WHAT IS NEEDED - Copy out the records below exactly as they appear, starting at the line containing "Where can the white door" and continuing through the end of the records. Leave out the pictures.

[Records from a collection]
========
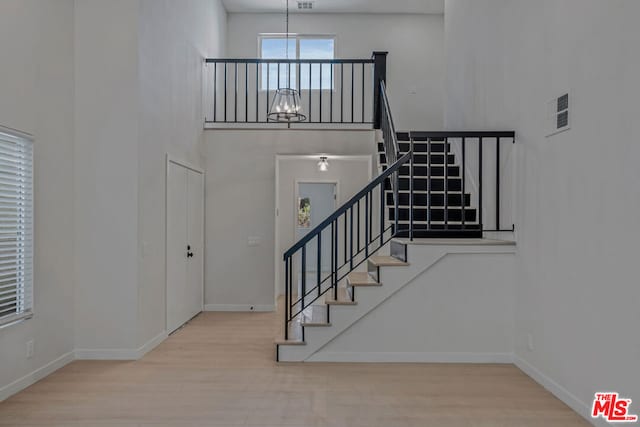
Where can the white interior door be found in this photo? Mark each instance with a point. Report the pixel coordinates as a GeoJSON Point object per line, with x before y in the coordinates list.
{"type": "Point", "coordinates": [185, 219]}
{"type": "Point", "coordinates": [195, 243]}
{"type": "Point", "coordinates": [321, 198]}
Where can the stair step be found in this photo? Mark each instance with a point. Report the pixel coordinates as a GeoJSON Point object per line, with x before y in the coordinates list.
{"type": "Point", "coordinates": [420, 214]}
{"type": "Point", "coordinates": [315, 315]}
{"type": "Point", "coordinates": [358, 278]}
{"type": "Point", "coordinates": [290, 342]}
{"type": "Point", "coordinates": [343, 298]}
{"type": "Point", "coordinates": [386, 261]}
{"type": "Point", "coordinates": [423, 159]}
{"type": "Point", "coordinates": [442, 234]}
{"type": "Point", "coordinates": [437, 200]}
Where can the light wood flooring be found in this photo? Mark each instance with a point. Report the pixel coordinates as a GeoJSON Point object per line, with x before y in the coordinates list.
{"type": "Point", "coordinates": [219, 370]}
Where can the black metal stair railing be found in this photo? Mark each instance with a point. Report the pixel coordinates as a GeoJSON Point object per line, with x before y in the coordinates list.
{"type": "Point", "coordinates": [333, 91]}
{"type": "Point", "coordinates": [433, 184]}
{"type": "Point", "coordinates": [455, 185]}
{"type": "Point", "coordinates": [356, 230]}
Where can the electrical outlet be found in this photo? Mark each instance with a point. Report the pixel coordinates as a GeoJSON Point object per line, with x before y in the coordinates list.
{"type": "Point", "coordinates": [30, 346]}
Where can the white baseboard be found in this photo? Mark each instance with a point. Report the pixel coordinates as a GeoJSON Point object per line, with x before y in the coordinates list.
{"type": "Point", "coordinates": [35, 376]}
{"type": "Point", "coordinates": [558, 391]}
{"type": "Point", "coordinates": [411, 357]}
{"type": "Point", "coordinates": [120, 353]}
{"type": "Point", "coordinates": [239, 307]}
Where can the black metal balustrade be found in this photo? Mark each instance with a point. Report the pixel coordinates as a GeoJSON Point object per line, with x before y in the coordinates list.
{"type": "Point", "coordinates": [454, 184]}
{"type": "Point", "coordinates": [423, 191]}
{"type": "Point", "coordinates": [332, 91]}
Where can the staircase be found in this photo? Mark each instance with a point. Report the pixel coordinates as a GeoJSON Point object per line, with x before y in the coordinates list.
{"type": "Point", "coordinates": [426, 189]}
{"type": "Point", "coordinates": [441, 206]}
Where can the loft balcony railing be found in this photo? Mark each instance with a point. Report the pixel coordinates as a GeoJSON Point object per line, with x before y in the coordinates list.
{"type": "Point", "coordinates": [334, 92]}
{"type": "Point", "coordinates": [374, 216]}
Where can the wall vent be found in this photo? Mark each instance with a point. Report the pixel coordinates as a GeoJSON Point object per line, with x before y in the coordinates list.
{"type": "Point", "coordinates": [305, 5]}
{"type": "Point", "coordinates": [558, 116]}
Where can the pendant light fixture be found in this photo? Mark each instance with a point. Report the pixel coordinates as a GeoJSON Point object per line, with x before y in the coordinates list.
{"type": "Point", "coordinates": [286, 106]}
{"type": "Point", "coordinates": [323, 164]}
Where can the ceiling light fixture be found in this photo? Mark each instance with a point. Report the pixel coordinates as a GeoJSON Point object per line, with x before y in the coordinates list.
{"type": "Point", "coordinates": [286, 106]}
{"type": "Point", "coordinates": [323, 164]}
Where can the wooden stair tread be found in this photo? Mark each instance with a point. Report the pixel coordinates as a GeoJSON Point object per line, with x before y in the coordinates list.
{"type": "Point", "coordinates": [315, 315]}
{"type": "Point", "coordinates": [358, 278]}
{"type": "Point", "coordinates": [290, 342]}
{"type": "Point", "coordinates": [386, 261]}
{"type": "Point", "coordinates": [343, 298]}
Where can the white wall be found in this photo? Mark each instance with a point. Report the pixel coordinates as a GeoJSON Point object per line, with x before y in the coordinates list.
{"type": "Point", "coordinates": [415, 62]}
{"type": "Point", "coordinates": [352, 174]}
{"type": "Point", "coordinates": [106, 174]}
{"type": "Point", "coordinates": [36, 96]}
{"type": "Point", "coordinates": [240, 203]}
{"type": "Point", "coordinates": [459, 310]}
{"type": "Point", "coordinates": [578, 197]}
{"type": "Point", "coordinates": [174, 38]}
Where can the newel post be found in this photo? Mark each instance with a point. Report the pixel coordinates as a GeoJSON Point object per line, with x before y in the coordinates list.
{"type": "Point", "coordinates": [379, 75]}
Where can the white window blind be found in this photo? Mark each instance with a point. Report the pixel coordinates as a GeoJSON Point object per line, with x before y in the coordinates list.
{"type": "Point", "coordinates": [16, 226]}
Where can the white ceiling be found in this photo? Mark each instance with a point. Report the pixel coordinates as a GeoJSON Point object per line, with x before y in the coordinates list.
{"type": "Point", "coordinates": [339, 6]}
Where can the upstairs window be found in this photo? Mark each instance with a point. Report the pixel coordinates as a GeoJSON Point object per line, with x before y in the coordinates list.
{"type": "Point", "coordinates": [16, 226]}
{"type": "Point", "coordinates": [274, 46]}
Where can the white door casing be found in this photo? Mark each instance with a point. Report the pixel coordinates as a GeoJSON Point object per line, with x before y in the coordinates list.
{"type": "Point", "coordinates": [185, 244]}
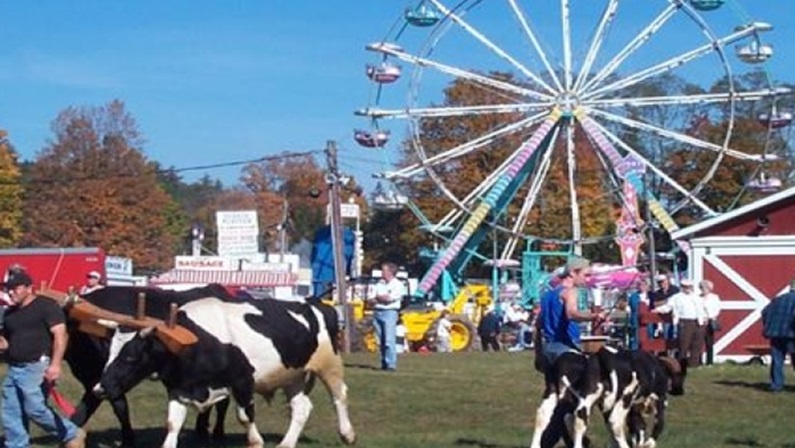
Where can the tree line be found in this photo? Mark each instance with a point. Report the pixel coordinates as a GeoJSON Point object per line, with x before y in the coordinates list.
========
SOLUTION FOR THIS EXERCISE -
Where can the white door casing be found in this photo? Mark each instance with a point. Report the pixel coordinates as a GeoJSON Point object per line, with x before y in the coordinates list.
{"type": "Point", "coordinates": [185, 244]}
Where can the tree line be found in this photo? Mark each instance with a point. Report the pixel coordinates as a GeoJSON Point object per line, with x before y in the coordinates list.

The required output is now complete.